— start of Stored data —
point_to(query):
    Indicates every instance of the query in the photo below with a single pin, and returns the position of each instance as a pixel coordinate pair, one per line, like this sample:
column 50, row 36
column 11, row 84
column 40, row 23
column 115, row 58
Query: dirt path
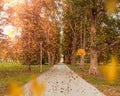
column 62, row 81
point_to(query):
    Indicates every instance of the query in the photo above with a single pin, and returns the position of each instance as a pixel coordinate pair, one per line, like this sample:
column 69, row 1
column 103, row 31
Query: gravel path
column 62, row 81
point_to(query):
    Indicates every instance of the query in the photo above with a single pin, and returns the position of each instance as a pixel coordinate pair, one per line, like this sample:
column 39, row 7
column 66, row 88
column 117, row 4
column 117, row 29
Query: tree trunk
column 82, row 46
column 29, row 68
column 93, row 49
column 53, row 59
column 73, row 49
column 49, row 58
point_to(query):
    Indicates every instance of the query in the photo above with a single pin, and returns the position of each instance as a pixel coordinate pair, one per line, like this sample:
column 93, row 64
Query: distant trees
column 36, row 20
column 88, row 19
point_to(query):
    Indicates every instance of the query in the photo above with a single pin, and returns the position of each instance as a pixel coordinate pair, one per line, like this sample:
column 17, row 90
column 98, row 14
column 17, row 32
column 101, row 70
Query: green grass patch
column 110, row 89
column 15, row 72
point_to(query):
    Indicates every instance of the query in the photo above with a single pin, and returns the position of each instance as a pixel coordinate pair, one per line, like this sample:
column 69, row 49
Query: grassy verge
column 109, row 89
column 15, row 72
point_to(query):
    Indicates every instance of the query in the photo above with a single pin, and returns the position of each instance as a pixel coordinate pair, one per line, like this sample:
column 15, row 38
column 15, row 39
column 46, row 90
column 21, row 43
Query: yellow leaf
column 14, row 90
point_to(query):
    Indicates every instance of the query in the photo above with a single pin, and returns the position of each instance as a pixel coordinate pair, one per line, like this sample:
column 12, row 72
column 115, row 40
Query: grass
column 109, row 89
column 15, row 72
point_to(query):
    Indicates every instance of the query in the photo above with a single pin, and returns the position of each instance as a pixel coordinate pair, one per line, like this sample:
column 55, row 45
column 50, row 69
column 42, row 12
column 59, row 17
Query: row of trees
column 37, row 22
column 92, row 25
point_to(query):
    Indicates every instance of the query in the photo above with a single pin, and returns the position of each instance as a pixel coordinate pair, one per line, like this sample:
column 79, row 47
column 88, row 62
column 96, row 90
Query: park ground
column 15, row 72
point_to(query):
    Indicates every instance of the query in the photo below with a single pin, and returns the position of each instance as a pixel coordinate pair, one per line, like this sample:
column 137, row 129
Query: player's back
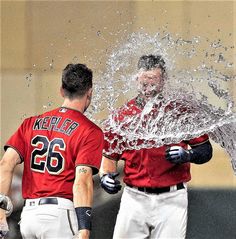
column 52, row 143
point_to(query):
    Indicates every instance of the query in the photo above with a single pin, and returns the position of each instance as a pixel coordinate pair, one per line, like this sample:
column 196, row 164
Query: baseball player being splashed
column 61, row 150
column 154, row 201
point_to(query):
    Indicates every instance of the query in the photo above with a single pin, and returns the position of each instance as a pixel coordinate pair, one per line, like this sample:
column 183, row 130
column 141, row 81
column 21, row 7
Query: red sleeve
column 199, row 140
column 17, row 141
column 90, row 151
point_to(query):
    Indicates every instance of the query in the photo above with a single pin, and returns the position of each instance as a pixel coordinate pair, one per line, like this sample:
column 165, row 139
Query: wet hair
column 76, row 80
column 150, row 62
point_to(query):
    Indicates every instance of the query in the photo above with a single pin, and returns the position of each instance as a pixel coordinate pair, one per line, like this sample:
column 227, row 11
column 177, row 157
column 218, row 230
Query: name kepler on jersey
column 55, row 123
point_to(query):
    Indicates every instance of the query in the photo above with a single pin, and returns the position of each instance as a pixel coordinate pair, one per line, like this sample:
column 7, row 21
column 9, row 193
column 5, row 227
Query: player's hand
column 3, row 227
column 110, row 184
column 177, row 155
column 82, row 234
column 6, row 204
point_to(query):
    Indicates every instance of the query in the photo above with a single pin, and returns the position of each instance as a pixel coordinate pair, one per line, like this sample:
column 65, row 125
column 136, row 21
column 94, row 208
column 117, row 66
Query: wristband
column 84, row 217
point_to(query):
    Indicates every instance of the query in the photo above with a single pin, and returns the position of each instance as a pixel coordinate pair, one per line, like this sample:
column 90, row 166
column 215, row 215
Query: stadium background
column 38, row 38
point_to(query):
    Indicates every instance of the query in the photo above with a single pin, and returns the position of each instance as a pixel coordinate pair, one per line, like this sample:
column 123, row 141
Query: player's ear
column 62, row 92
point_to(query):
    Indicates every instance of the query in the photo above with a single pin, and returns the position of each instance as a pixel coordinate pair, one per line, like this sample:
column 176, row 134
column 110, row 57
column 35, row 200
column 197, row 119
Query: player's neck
column 74, row 104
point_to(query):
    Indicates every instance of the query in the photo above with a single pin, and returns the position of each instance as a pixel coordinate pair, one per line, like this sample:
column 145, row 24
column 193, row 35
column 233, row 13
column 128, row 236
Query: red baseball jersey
column 148, row 167
column 51, row 145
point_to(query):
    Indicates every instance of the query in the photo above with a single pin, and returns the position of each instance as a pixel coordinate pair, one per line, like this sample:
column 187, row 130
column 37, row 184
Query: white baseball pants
column 144, row 215
column 48, row 221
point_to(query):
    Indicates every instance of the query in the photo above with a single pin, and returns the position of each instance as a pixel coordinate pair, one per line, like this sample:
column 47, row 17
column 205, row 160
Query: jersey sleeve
column 17, row 141
column 90, row 151
column 198, row 141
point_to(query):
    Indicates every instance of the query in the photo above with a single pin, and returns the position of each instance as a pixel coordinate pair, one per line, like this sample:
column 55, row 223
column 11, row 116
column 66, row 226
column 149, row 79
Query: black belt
column 157, row 190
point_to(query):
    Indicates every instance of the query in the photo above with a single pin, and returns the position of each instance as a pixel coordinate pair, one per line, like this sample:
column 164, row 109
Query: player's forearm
column 108, row 166
column 7, row 165
column 83, row 194
column 83, row 187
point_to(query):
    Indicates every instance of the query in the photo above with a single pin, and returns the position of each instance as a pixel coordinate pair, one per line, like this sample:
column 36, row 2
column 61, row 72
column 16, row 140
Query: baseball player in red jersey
column 154, row 201
column 61, row 151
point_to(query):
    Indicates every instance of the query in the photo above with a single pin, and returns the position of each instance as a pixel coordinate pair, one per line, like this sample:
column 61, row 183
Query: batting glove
column 6, row 204
column 178, row 155
column 110, row 184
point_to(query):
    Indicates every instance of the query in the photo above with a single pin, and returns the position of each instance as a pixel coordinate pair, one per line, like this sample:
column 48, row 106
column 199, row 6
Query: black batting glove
column 109, row 183
column 178, row 155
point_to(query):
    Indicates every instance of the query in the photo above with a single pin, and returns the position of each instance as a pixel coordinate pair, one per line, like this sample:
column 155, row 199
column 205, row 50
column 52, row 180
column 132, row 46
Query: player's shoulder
column 90, row 125
column 32, row 118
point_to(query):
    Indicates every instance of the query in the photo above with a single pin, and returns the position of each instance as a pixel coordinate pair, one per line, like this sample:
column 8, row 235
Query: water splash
column 195, row 98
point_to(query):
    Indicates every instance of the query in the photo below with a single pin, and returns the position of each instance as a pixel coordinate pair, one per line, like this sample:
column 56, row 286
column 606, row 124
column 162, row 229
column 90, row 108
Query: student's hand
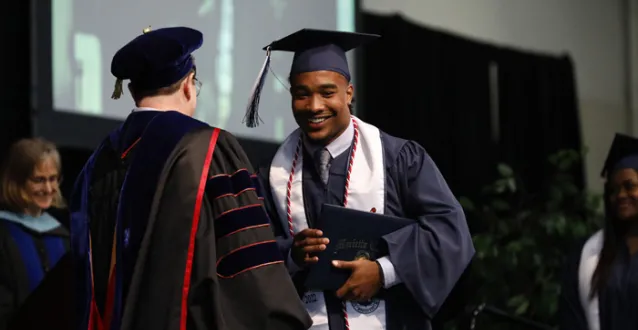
— end of Stored data —
What this task involves —
Using the material above, set down every line exactly, but skip the pictures.

Completed exercise —
point_to(query):
    Indicates every instance of the query in the photo below with a single pin, and returns the position of each instance as a pixel coordinate pair, one per line, like this sample:
column 50, row 36
column 11, row 84
column 40, row 23
column 115, row 58
Query: dirt path
column 62, row 81
point_to(query):
    Indicates every instance of the query in the photo above with a single pin, and returns the position of each instance as a pixel coordinate pair, one per line, like this sample:
column 69, row 1
column 103, row 31
Query: gravel path
column 62, row 81
point_to(query):
    Indicates every instance of the query in the photo above with a single pin, and returns the position of each instance as a pixel coordinate pair, one per line, like this sample:
column 39, row 7
column 66, row 88
column 117, row 4
column 117, row 29
Query: tree trunk
column 82, row 46
column 29, row 68
column 93, row 49
column 53, row 59
column 73, row 49
column 49, row 58
point_to(query):
    Indicates every instance of the query in the photo above with a single pin, and returns the position of each instance as a pixel coordinate pair, one per line, like this sample:
column 93, row 64
Query: distant trees
column 36, row 20
column 88, row 19
point_to(query):
    Indicates every instance of the query in the photo above with a single pin, and returns the position of each instance as a pixel coordinate pair, one per line, like this sample:
column 17, row 90
column 98, row 14
column 17, row 32
column 101, row 70
Query: green grass patch
column 110, row 89
column 15, row 72
point_to(query):
    Indicates every instance of the query in the photo above with a single pin, and returns the position of each instance as a pixel coordinate pair, one per line, like this sample:
column 69, row 49
Query: grassy verge
column 109, row 89
column 15, row 72
point_to(query):
    Indicates every instance of the query in the photo above with a single pin, and returns the position of each instance as a pixel coordinate pair, one per line, like this sample:
column 15, row 38
column 15, row 39
column 46, row 90
column 21, row 43
Query: yellow leaf
column 14, row 90
point_to(query):
    Indicates every instance of the query in the photo above with a single pin, and returns the position of each instance as a pixel coordinate pair, one per line, like this sample:
column 12, row 72
column 115, row 40
Query: grass
column 109, row 89
column 15, row 72
point_to(query):
    Indicates every instance of the query in the photo above with a single pin, and returns the position of each instance as a pixel coordinate pair, one per line, like this sample:
column 55, row 45
column 50, row 69
column 42, row 12
column 59, row 17
Query: row of trees
column 37, row 22
column 92, row 25
point_to(query):
    Indicates every instance of the query in the photo above with a single pin, and returns the position of each instance as a pixel coordinate pair, one per line, like this sample:
column 79, row 47
column 88, row 62
column 96, row 90
Query: park ground
column 15, row 72
point_to(query):
    Indicates every instance of the query in the photo below with a single pin, and returns the position of each instance as a pixel coordinate pair, one per line, like this sample:
column 137, row 129
Query: player's back
column 52, row 143
point_to(query):
    Indicates every instance of the query in the photo above with a single pin, and returns the position of each instance as a pixel coordinate pair, one per line, like this sample:
column 196, row 164
Query: baseball player being splashed
column 61, row 150
column 154, row 201
point_to(query):
    Indicates every instance of the query in the photo above with a single pin, and returns the position of each instance as a pixel coordinate pair, one per line, like this sample:
column 183, row 130
column 141, row 81
column 21, row 7
Query: red sleeve
column 199, row 140
column 17, row 141
column 90, row 151
point_to(query):
    Indicates every instance of the query in the photo above with a single pin, and returns the position of each instance as a pixel coordinate pair, one per line, like this sample:
column 165, row 139
Query: wet hair
column 76, row 80
column 150, row 62
point_to(query):
    Indicates every instance of the query in the photo above with a single pin, and returns the position of each instance as a pixel coordinate pair, one per line, like this sample:
column 227, row 11
column 177, row 157
column 218, row 230
Query: name kepler on jersey
column 55, row 123
point_to(query):
    Indicates every instance of the query in the photo above with a single pin, and returns the position of each instance as a pixel coordinate pair, one per line, like this sample:
column 7, row 21
column 9, row 193
column 5, row 227
Query: player's hand
column 3, row 227
column 110, row 184
column 177, row 155
column 82, row 234
column 6, row 204
point_to(query):
    Indicates every instance of the query in the photo above with a single pin, and returns the position of each instance as a pixel coordinate pair, one per line, like this sample:
column 65, row 125
column 136, row 21
column 94, row 208
column 117, row 66
Query: wristband
column 84, row 217
point_to(query):
    Indicates every instance of the query in the photo above with a single pin, and returns the position of each instance as a pixel coordinate pair, one per line, like this sample:
column 90, row 166
column 215, row 215
Query: stadium background
column 38, row 38
point_to(query):
    Indicates every instance of the query in the photo above with a single pin, and returns the position of each instance as a pixel coordinate pair, one per line, like this sample:
column 123, row 141
Query: player's ear
column 62, row 92
point_to(query):
    Indicates every instance of the query in the photo above with a single pin, and returns the position of each instance as a pixel coordinate pair, one per line, like this sample:
column 176, row 134
column 110, row 57
column 35, row 200
column 197, row 119
Query: player's neck
column 74, row 104
point_to(query):
    Indicates every instance of the query in the photo above with a single pin, and returns the position of each instance as a pixel coordinate pair, one per line, like this sample:
column 145, row 24
column 193, row 35
column 233, row 13
column 128, row 236
Query: red baseball jersey
column 148, row 167
column 51, row 145
point_to(query):
    Indicates every instance of the query in the photo above with a single pin, and returns the position of each instance as a pixel coordinate pair, one per line, like this sample:
column 187, row 130
column 37, row 184
Query: white baseball pants
column 144, row 215
column 48, row 221
point_to(query):
    Indicates every instance of the query in the photo above with a single pin, and returns the position of each instance as a pixel coordinate pair, one per line, like this sample:
column 47, row 17
column 205, row 160
Query: jersey sleeve
column 17, row 141
column 90, row 151
column 198, row 141
point_to(query):
    Indicates every instance of the query in the photo above with a single pin, and returns the position of each instance as a pixel coordinate pair, one per line, like this sample:
column 55, row 223
column 11, row 116
column 66, row 226
column 149, row 79
Query: black belt
column 157, row 190
point_to(query):
    Indicates every instance of the query in the photo above with a single pin, and returns the position of each instance as a pixel coordinate pair, one per line, like this sample:
column 164, row 109
Query: player's forearm
column 108, row 166
column 7, row 165
column 83, row 194
column 83, row 187
point_to(query):
    Indicates every instance of the query in the photo above with a single pin, and returns the position of each instance as a pixel coordinate pair, one per line, like this sample:
column 36, row 2
column 61, row 72
column 16, row 140
Query: baseball player in red jersey
column 154, row 201
column 61, row 151
point_to(query):
    Indicates every instance of the query in the photo above with a single pin, and returns the position of each instance as a pixel coordinate pair, one per line, like this sample:
column 61, row 183
Query: batting glove
column 6, row 204
column 178, row 155
column 110, row 184
point_to(query):
    Indicates every instance of the query in the photo above with a single pin, and returns the position of each instance as a pixel coordinate pair, one per line, like this sample:
column 48, row 106
column 199, row 6
Query: black batting glove
column 109, row 183
column 178, row 155
point_to(query):
    Indicates every instance of the query in the photo above with a single pin, and returns the position of each instance as a pixel coordinate pair, one per line, like this sample:
column 155, row 199
column 205, row 50
column 52, row 180
column 132, row 46
Query: player's shoulder
column 90, row 125
column 32, row 118
point_to(query):
    Indicates every instance of the query in the photo above with a single pin, and returns the position of each instance as a pixel coordinate pair, one per line, like this sample:
column 8, row 235
Query: water splash
column 195, row 98
point_to(query):
    Indicates every instance of the query in the photo below with a single pin, and returns the position of each instance as a pixel coordinate pair, one per line, like this sample:
column 56, row 286
column 606, row 124
column 162, row 229
column 90, row 108
Query: student's hand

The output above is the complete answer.